RAW RECORDS
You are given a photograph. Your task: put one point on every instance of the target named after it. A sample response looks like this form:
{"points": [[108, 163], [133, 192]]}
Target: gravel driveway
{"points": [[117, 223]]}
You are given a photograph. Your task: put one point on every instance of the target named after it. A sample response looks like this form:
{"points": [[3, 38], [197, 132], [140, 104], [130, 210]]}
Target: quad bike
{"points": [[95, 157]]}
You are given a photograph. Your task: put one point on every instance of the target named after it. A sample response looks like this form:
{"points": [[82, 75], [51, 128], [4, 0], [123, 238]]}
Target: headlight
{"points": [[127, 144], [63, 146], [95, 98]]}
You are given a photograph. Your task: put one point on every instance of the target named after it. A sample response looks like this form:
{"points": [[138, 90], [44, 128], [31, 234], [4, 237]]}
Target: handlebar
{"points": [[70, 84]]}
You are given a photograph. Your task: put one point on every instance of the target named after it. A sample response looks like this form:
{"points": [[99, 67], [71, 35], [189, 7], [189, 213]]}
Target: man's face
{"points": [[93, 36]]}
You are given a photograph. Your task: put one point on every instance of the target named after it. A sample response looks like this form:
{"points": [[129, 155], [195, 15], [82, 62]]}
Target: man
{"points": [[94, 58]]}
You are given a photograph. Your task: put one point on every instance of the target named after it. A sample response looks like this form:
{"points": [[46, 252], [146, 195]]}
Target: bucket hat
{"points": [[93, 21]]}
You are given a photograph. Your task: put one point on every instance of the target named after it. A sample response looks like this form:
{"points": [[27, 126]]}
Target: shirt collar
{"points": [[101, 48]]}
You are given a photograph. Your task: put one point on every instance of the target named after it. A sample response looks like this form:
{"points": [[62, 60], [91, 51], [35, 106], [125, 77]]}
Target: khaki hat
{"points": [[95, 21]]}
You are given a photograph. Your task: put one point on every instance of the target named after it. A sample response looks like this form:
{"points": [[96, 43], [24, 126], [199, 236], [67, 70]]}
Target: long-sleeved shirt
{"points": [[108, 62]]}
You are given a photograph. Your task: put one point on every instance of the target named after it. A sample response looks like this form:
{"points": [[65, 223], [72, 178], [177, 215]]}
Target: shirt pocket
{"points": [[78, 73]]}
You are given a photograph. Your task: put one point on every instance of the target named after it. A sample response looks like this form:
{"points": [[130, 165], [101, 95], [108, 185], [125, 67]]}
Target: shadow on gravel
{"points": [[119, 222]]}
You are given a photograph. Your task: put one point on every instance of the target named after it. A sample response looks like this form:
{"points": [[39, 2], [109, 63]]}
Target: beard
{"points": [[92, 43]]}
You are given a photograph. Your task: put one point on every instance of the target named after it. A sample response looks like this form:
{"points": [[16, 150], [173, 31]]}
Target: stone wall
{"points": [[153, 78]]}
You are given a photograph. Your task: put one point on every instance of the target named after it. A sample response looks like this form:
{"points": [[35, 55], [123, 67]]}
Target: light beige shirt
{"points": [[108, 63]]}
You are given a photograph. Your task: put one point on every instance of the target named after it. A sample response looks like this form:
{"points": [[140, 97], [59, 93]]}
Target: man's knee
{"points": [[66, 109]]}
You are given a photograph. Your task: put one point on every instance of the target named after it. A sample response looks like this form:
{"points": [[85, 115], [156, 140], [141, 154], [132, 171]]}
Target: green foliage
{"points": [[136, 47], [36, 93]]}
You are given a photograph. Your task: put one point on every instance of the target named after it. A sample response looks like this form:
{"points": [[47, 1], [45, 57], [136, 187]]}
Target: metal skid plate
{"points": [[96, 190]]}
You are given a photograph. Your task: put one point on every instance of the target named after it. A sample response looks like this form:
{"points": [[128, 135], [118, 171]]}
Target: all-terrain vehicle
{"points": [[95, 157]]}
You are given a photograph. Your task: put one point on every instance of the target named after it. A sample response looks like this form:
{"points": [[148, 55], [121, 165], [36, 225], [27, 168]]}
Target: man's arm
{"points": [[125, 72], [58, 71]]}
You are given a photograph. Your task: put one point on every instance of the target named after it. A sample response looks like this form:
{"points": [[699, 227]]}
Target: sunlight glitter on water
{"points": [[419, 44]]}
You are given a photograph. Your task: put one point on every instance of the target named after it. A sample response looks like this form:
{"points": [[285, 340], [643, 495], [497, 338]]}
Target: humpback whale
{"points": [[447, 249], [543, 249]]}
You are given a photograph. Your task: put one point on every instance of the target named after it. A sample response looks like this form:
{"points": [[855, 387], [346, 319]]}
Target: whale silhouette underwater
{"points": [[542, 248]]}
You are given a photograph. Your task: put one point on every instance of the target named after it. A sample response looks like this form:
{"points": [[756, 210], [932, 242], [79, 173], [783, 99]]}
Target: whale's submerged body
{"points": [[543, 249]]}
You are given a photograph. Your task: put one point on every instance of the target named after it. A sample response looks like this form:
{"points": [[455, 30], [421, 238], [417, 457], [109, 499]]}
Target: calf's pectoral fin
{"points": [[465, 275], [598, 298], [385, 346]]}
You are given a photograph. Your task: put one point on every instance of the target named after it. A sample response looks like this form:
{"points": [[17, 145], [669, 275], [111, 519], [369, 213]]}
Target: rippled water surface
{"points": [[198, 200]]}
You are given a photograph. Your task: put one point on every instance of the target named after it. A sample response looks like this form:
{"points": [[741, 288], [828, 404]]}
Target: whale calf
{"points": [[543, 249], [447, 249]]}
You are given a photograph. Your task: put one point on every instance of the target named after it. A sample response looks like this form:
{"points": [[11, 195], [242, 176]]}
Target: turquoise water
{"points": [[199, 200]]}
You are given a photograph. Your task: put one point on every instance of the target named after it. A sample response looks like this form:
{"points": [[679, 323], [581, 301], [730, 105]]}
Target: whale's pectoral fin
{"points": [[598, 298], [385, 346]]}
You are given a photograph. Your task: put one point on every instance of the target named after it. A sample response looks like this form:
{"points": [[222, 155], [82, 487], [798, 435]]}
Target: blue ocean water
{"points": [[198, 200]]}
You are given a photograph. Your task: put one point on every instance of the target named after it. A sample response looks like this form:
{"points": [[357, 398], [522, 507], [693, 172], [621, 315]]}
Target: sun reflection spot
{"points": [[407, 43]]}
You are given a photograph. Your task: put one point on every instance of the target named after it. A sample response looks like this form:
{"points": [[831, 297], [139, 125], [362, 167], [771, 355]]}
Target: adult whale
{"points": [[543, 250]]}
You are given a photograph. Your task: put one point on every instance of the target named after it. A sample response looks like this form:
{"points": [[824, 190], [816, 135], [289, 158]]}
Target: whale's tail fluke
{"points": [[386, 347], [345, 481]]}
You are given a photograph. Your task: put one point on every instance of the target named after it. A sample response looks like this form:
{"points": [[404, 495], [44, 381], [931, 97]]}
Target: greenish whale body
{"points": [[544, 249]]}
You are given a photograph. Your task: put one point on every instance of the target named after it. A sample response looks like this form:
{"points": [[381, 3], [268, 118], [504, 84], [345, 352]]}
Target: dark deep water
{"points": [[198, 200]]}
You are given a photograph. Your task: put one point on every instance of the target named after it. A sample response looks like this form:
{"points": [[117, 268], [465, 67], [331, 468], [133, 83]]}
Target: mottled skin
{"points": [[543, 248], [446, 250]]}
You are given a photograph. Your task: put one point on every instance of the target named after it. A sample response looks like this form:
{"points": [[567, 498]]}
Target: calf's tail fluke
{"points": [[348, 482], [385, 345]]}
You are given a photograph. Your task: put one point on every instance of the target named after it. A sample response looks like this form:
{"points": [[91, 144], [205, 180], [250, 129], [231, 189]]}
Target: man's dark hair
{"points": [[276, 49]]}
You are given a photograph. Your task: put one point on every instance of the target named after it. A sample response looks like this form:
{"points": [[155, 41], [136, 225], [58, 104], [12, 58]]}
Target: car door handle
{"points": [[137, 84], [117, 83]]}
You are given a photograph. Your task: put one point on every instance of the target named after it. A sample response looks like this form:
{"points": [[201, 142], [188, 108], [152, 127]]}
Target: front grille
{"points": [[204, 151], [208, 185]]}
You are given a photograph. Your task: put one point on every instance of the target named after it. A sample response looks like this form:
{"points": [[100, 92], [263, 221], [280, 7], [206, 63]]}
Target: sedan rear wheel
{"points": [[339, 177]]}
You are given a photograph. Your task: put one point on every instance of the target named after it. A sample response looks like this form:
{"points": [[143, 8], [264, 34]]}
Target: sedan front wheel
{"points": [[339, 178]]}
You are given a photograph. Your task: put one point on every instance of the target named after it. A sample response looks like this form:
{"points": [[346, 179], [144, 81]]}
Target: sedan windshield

YOUR TASK
How many lines of the data above contain the string "shirt"? Case counts. Reply with the number only.

WRITTEN SOLUTION
4